SET TASK:
Write every line of the material out exactly as shown.

Data records:
------------------------------------------------------------
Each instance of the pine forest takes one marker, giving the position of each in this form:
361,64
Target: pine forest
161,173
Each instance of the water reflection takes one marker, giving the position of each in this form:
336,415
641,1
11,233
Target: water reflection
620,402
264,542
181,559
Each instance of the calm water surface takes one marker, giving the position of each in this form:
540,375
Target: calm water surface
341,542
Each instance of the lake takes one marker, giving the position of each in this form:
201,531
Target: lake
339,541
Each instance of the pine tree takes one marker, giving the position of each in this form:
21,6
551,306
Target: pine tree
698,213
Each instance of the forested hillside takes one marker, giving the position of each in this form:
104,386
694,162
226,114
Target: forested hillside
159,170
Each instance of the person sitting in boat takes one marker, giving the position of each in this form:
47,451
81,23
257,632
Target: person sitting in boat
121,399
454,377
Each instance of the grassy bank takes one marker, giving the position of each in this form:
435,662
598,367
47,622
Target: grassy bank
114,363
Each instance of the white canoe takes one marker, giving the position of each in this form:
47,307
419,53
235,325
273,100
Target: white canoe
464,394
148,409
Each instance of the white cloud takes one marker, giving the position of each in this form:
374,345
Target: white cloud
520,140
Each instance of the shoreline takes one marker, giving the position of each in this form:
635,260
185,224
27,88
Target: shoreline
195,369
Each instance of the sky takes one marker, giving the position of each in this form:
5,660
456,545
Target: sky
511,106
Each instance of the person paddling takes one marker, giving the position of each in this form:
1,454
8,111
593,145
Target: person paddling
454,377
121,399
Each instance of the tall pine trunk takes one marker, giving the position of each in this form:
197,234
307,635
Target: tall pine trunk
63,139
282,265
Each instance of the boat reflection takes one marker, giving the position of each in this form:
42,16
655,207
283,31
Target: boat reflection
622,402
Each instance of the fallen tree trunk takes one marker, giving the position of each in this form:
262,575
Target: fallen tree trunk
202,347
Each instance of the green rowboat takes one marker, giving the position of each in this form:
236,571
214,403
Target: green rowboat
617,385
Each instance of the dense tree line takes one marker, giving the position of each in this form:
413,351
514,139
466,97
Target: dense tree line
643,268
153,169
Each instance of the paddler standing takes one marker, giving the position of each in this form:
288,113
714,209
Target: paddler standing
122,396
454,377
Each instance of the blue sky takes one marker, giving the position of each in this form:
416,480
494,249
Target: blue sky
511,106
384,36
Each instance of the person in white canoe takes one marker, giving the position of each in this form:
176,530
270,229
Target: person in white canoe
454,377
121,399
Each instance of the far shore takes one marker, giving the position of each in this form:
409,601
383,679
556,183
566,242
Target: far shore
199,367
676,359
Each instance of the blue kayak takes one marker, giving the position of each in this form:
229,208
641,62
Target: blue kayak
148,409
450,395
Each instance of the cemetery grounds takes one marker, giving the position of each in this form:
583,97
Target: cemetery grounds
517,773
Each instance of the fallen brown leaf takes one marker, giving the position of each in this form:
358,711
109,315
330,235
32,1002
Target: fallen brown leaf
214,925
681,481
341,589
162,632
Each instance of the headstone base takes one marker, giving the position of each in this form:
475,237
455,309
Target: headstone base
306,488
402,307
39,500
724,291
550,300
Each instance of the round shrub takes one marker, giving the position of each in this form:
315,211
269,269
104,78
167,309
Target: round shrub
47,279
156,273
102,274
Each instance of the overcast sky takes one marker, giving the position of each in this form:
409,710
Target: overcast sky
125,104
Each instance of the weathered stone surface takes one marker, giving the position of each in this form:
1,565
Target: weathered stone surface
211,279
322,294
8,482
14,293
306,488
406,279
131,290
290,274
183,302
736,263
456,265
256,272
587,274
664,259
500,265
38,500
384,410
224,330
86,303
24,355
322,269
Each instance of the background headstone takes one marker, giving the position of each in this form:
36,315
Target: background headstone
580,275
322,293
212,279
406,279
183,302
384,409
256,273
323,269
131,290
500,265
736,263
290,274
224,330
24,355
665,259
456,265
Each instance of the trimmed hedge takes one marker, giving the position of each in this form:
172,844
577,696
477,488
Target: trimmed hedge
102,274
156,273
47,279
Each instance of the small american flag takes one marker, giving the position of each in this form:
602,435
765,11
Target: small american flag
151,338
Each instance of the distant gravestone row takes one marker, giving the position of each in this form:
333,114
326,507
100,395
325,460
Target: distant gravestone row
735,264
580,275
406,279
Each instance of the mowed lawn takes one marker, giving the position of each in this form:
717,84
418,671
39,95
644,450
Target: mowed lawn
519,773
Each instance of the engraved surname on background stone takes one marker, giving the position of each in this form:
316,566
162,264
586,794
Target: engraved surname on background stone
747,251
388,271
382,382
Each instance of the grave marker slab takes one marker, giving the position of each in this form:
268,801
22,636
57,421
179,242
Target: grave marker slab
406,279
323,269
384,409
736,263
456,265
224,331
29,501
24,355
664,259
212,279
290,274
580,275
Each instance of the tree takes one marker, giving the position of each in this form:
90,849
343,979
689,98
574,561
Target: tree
------------------------------------------------------------
WORKED SOLUTION:
Each instance of the pine forest takes one marker, giving the position of each in this form:
361,64
Target: pine forest
161,173
Each instance of the water reflection takes one marker, giving the position of each in this form:
336,415
641,1
11,233
Target: water reflection
620,402
264,542
181,559
Each instance of the calm water surface takes one marker, giving the position of each in this form:
540,375
Target: calm water surface
341,542
Each instance of the lake takes one marker, giving the position of each in this form:
201,531
Target: lake
339,541
Each instance of the pine tree takes one marker, giving the position of each in this form:
21,6
551,306
Target: pine tree
698,213
Each instance of the forested hillside takes one marker, giving the position of each in this form:
104,386
694,162
226,114
Target: forested hillside
159,170
Each instance of the person sitting in boat takes one marker, giving the position of each in this form:
47,451
81,23
257,632
Target: person sitting in boat
121,399
454,377
Each instance of the grassy bank takes one marker, giving the position of each in this form:
435,662
598,367
47,622
Target: grassy bank
114,363
Each instance of the white canoe takes one marker, giving the position of each in this form:
47,307
419,53
235,325
273,100
Target: white canoe
464,394
148,409
Each instance of the white cloud takes one marker, giving the position of each in this form:
374,345
Target: white cloud
520,140
Each instance of the shoreline takes one marker, giving the position of each in this form:
635,260
185,224
27,88
Target: shoreline
195,369
Each instance of the sky takes one marker, giving the position of each in this form:
5,660
456,545
Target: sky
511,106
Each instance of the person paddling takes one marker, giving the position of each in this form:
1,454
8,111
593,145
Target: person paddling
454,377
121,399
Each instance of the tall pine trunk takes one marker, giving the position of each in this form:
197,234
307,635
Target: tall pine trunk
63,139
282,265
Each instance of the boat reflection takes one marker, giving the position of each in this form:
42,16
655,207
283,31
Target: boat reflection
622,402
Each instance of the fallen tree trunk takes one marker, giving the position of each in this form:
262,575
Target: fallen tree trunk
202,347
Each instance of the green rowboat takes one marker, giving the position of each in this form:
236,571
214,403
Target: green rowboat
617,385
Each instance of the dense tree line takes one marker, giving the position of each in this form:
413,351
514,139
466,97
Target: dense tree line
643,268
153,169
Each instance of the paddler standing takes one marker, giving the position of each in this form:
288,113
714,209
Target: paddler standing
122,396
454,377
Each instance of the blue sky takes one marker, giving the position of each in this form:
416,480
494,249
Target: blue sky
511,106
384,36
Each instance of the person in white canoe takes one marker, giving the position of each in this form:
176,530
270,229
Target: person in white canoe
454,377
121,399
Each instance of the far shore takes one marker, giving the position of each in this form:
409,601
383,679
556,183
566,242
Target: far shore
199,367
676,359
Each instance of the blue kayak takes one marker, giving the position of each in this form:
229,208
641,62
Target: blue kayak
148,409
450,395
Each instance of the cemetery grounds takes one marker, giving the position of each in this form:
583,97
Target: cemetery grounds
517,773
Each instance of the fallen brown leaf takes one marker, giving the position of each in this form:
358,711
109,315
330,235
32,1002
Target: fallen brown leaf
214,925
681,481
341,589
162,632
Each instance of the headstone base takes one marker, giving the position of each in this form:
475,237
455,309
Target: headstone base
306,488
402,307
39,500
724,291
550,300
Each instance of the round shrub takes one marker, giving the position of each in this form:
315,211
269,269
104,78
167,309
Target: round shrub
47,279
156,273
102,274
Each instance of the overcast sky takes one marker, giving the position of each in this form:
409,710
Target: overcast sky
125,104
Each instance of the weathered stone surface takes one marker, giving the position of each in this form:
1,565
Target: weathered stone surface
211,279
322,294
8,482
14,293
306,488
406,279
131,290
290,274
183,302
736,263
456,265
256,272
587,274
664,259
500,265
38,500
384,410
224,330
86,303
24,355
322,269
Each instance of the background headstone takes one marker, giving the position of each in this form:
36,315
Target: background headstone
580,275
322,293
212,279
406,279
183,302
384,409
256,273
323,269
131,290
500,265
736,263
290,274
224,330
24,355
665,259
456,265
Each instance of the trimmed hedge takes one marker, giving the position of each in this form:
172,844
577,696
477,488
Target: trimmed hedge
102,274
156,273
47,279
Each instance of the small american flag takes one marker, giving the position of each in this form:
602,435
765,11
Target: small american flag
151,338
Each instance of the distant gravestone row takes one marker, giving the position of each in this form:
333,114
326,507
100,395
325,460
Target: distant gravestone row
735,264
580,275
406,279
Each instance of the mowed lawn takes one marker, giving the position of each in this form:
717,84
418,671
39,95
644,450
Target: mowed lawn
519,773
Each instance of the engraved surname on background stone takes one marker, giving the position of each in this form:
316,566
162,264
586,794
Target: engraved surname on background stone
747,251
388,271
382,382
Each instance of the grave marker slab takes one marker, giving the position of each in this form:
268,801
22,636
57,421
179,242
Target: grave marker slab
406,279
323,269
384,409
736,263
456,265
224,331
29,501
24,355
664,259
212,279
290,274
580,275
Each instance of the tree takes one marker, giving the position of each in this form:
90,849
343,979
689,98
574,561
Target: tree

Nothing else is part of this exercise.